==== Passage to read ====

Dispelling all illusions spread by CPI-CPI(M), the first budget session of the Gowda government has made it clear that this government is in a hurry to complete the unfinished economic agenda of its predecessor. It is also becoming increasingly evident that in its essence the socalled Common Minimum Programme of the new government only represents a further extension of the infamous new economic policy of the Rao regime. Within the first hundred days of its assumption of office, this government has not only announced an unprecedented hike in the administered prices of various essential commodities, it has also enacted the biggest fraud of the century on the Indian working class by taking away half of the employees' provident fund in lieu of a dubious scheme of meagre monthly pension. The launching of the disinvestment commission suggests a treacherous transition from pragmatic to programmatic privatisation. The decision to introduce private rural banks and the impending opening up of the crucial insurance sector threaten to tighten the monopoly-imperialist grip over the all important finance sector of our economy.
Understandably enough, this anti-worker offensive of the new government has generated serious resentment and unrest among almost all sections of the Indian working class. Yet, at this juncture, most of the central trade unions today find themselves caught in a most unenviable position. The present government is run by a United Front of 13 parties including the four-party Left Front. The only two major parties outside this front are the Congress(I) and BJP, the two parties which are most openly identified with the new economic order. In other words, we have a situation where of the fifteen mainstream parties, thirteen have a direct stake in the present government and the other two have a direct stake in the economic policies being implemented. The established central trade unions associated with this political establishment are thus severely constrained to face the situation. The CPI and CPI(M) are trying to find an escape route by opposing on the trade union front measures which they have already conceded at the political level.
The Sponsoring Committee of Trade Unions which was formed in 1991 to oppose the new economic policies and under whose banner lakhs of workers had marched to the Parliament in November 1995, had lost much of its will by 1993 in the wake of the communal offensive of BJP and adoption of the same economic policy orientation by the Left Front Government in West Bengal. It is highly unlikely that this platform would regain its initial momentum at this juncture. However, the Committee has not dissolved itself and has resumed its activities on a low key by observing an all-India demands day on September 27.

==== Extracted entries ====

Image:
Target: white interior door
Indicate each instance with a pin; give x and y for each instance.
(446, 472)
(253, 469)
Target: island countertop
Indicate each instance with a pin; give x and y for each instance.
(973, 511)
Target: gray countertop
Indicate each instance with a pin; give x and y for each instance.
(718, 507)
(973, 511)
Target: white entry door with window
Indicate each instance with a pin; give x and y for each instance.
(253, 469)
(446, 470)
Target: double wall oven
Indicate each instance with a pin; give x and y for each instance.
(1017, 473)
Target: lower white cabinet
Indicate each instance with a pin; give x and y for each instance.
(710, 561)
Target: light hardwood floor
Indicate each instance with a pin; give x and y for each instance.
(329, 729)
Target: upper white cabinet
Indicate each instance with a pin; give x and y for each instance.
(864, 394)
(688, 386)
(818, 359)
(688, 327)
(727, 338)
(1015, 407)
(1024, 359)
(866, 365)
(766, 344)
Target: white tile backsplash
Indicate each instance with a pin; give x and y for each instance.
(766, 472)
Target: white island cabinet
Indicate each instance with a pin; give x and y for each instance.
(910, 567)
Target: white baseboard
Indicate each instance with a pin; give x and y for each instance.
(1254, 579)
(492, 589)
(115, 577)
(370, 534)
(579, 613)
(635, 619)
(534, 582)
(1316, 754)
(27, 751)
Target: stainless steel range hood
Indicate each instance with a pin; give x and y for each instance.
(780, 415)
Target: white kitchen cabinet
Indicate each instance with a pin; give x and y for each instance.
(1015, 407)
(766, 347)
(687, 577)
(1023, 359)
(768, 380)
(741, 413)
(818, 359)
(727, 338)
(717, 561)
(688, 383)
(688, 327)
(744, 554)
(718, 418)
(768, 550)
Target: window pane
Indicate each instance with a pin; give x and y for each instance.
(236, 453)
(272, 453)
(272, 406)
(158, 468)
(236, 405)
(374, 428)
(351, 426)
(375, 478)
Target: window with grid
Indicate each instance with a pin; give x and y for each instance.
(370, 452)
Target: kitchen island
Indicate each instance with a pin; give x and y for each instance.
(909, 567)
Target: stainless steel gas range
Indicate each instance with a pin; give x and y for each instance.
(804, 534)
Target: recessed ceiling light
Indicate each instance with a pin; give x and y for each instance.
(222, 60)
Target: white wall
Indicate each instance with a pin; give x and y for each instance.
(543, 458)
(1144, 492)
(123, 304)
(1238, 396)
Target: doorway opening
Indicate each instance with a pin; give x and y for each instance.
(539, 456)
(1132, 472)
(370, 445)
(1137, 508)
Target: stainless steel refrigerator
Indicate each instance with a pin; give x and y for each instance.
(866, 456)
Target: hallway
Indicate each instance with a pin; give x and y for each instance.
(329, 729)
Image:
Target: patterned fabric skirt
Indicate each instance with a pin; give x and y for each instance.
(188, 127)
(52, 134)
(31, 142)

====

Goal >>
Answer these questions from the commentary on the Gowda government's economic policy, one per line and numbered the same way:
1. How many parties make up the United Front that runs the present government?
2. What share of the employees' provident fund did the government take away?
3. On what date did the Sponsoring Committee of Trade Unions observe an all-India demands day?
The rows have no connection to the commentary on the Gowda government's economic policy.

The reply >>
1. Thirteen parties, including the four-party Left Front.
2. Half of it.
3. September 27.